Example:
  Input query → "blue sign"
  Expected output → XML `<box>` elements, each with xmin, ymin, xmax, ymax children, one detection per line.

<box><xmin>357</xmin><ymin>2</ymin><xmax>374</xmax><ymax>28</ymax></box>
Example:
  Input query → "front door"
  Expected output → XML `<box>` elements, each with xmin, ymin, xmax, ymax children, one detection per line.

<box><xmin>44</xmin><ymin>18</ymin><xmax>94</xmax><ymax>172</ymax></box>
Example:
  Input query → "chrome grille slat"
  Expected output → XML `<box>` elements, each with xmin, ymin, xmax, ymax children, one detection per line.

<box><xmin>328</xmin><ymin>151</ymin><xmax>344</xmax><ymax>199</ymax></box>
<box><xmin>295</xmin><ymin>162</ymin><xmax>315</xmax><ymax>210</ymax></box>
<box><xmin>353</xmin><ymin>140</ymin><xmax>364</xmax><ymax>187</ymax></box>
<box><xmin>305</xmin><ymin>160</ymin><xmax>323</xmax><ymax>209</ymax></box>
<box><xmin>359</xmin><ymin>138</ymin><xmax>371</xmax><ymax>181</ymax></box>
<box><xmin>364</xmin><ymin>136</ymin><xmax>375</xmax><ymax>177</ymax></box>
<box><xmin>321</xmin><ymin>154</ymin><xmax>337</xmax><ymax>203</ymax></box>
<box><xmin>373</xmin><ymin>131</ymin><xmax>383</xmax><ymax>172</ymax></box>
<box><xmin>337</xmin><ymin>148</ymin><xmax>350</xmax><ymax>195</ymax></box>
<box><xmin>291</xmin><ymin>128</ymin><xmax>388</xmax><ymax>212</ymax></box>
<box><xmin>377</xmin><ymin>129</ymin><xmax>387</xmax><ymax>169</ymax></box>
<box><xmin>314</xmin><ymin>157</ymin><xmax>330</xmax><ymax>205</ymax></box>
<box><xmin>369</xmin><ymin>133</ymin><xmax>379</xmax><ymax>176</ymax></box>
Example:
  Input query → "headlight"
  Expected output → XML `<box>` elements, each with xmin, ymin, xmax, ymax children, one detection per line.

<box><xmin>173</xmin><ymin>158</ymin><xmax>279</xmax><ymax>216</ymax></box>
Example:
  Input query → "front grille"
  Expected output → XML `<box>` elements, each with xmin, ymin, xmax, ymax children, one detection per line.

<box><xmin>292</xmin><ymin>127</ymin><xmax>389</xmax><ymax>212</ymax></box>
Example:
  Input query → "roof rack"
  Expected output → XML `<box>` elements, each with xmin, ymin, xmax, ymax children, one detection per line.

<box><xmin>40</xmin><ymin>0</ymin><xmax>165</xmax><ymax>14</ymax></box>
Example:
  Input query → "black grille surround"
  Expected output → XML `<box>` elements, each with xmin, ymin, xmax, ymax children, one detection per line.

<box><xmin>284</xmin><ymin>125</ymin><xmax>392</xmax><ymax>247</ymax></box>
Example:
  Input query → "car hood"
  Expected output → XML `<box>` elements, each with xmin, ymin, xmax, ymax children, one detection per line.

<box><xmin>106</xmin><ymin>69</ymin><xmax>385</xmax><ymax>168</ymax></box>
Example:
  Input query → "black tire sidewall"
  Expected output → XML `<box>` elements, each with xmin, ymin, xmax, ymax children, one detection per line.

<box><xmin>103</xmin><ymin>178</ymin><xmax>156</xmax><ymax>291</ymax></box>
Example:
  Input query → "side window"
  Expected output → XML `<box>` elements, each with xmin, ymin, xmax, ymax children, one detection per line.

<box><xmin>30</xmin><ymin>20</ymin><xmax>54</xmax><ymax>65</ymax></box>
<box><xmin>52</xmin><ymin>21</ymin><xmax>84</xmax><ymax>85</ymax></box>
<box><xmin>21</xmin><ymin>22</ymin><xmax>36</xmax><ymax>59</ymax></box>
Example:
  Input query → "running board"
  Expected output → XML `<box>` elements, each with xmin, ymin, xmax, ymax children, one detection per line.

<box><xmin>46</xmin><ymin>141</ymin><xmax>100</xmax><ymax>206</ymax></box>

- **What the task asks**
In the listing, find every line containing the word "black" and list it.

- **Result for this exercise**
  Input query → "black grille surround"
  Input query → "black tire sidewall"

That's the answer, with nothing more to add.